» **Given task**
Convert every line of the items below into a Markdown table with two columns, "Number" and "Entry." Number the rows in order and skip any blank lines.

» **Provided entries**

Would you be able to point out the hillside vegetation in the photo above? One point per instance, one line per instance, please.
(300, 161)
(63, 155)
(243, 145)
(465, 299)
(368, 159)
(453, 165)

» **Complete output**
| Number | Entry |
|---|---|
| 1 | Would you be able to point out the hillside vegetation in the photo above? One point per instance, one line per instance, please. |
| 2 | (300, 161) |
| 3 | (63, 155) |
| 4 | (243, 145) |
| 5 | (465, 299) |
| 6 | (368, 159) |
| 7 | (453, 165) |